EXTRACT PROVIDED:
Foodservice operators and chefs who plan to attend the Culinary Institute of America’s Flavor, Quality and American Menus event in September need to be ready to hear about flavor, produce and sustainability.
The event, Sept. 8-11 at the institute’s Greystone campus in St. Helena, Calif., is set to tackle measurable sustainability efforts and issues including street food concepts, a five-year flavor trends outlook, nutrition and inspiration on menus, as well as chef demonstrations and a trip to the University of California-Davis.
Last year’s conference had more than 120 attendees, mostly chefs and foodservice operators from schools, institutions and restaurants across the country, to preview and work with new products from event sponsors, which include produce companies.
“We want to get close to the end user,” said Ernst Van Eeghen, director of marketing and product development for Salinas, Calif.-based Church Bros., one of the sponsors. “It’s all about flavor, so we want to get out there with exciting new flavors and get feedback from the end user.”
The company plans to preview new arugula varieties and get feedback for decisions about new products to launch at the Produce Marketing Association’s Fresh Summit convention in October.
Other fresh produce sponsors include C.H. Robinson Worldwide, the National Watermelon Promotion Board, Naturipe Farms and Paramount Citrus.
Three nut associations — the Almond Board of California, the National Peanut Board and the Western Pistachio Association — are also sponsoring the event, along with a few groups that represent both fresh and processed produce — Dole’s foodservice division and Ocean Spray—as well as the grower-oriented organizations Seminis Vegetable Seeds and Dow AgroSciences.
The remainder of the sponsors represent the oil, sauce, protein and processed food industries.
This will be Paramount Citrus’ first sponsorship of a culinary institute event. It will be on the cusp of valencia orange season at the show, and approaching navel and mandarin season.
“We want to keep citrus top of mind with some of these foodservice entities,” said Ashley Martorana, director of marketing. “We just want to make sure they’re thinking about it in their menu development.”
Paramount president David Krauss plans to attend, Martorana said.
Chef Joe Poon, a consultant for the Culinary Institute of America, is planning to appear on behalf of the National Watermelon Promotion Board, with a presentation.
“The NWPB has an opportunity to reach a large audience of culinary chefs that make menu decisions for millions of customers,” said Mark Arney, executive director of the board. “The NWPB works with the chefs at this meeting to come up with menu items made with watermelon as either the prime ingredient, or part of the overall meal.”
The event closes with the Market Basket Experience, which pairs representatives from sponsor companies with foodservice operators, chefs and other attendees to put their conference experience into practice, creating a meal for the group with the sponsors’ products.

DATA EXTRACTS:

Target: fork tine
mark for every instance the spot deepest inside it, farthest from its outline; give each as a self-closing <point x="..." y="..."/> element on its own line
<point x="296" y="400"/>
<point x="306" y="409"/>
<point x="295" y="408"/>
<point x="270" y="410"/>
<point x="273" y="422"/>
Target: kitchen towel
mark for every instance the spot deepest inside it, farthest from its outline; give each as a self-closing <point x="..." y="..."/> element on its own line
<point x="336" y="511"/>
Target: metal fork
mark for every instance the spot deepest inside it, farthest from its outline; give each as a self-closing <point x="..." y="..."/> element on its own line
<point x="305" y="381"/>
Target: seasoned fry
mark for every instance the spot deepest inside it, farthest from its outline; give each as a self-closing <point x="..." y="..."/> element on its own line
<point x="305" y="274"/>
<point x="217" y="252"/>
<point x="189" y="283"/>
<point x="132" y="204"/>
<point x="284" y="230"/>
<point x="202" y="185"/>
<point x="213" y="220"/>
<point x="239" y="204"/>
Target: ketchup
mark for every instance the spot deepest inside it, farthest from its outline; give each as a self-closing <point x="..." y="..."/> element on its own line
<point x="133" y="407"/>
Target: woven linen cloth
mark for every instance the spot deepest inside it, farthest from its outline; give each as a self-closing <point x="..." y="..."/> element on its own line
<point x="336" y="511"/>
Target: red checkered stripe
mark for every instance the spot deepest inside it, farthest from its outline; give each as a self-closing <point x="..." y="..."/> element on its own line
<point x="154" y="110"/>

* * *

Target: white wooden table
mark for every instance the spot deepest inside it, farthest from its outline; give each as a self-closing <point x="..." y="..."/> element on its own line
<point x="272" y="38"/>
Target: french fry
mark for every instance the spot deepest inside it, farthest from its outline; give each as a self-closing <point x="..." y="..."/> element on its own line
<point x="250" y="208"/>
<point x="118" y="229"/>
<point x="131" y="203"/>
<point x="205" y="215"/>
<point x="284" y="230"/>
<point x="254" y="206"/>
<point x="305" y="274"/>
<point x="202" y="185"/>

QUESTIONS ON THE MATERIAL:
1) Using the article on the Culinary Institute of America's menu event, say whether each statement agrees with it. Give yes or no for each, with the deciding words of the article quoted exactly.
(a) The event takes place at the institute's Greystone campus in St. Helena, Calif.
(b) Paramount Citrus has sponsored culinary institute events before.
(c) Church Bros. plans to preview new arugula varieties at the event.
2) Print the part of the article on the Culinary Institute of America's menu event between "The event closes" and "the sponsors’ products.", inclusive.
3) Answer these questions from the article on the Culinary Institute of America's menu event.
(a) How many attendees did last year's conference have?
(b) Who is the executive director of the National Watermelon Promotion Board?
(c) What closes the event?

RESPONSES BY ITEM NUMBER:
1)
(a) Yes: "Sept. 8-11 at the institute’s Greystone campus in St. Helena, Calif."
(b) No: "This will be Paramount Citrus’ first sponsorship of a culinary institute event."
(c) Yes: "The company plans to preview new arugula varieties"

2)
The event closes with the Market Basket Experience, which pairs representatives from sponsor companies with foodservice operators, chefs and other attendees to put their conference experience into practice, creating a meal for the group with the sponsors’ products.

3)
(a) More than 120
(b) Mark Arney
(c) The Market Basket Experience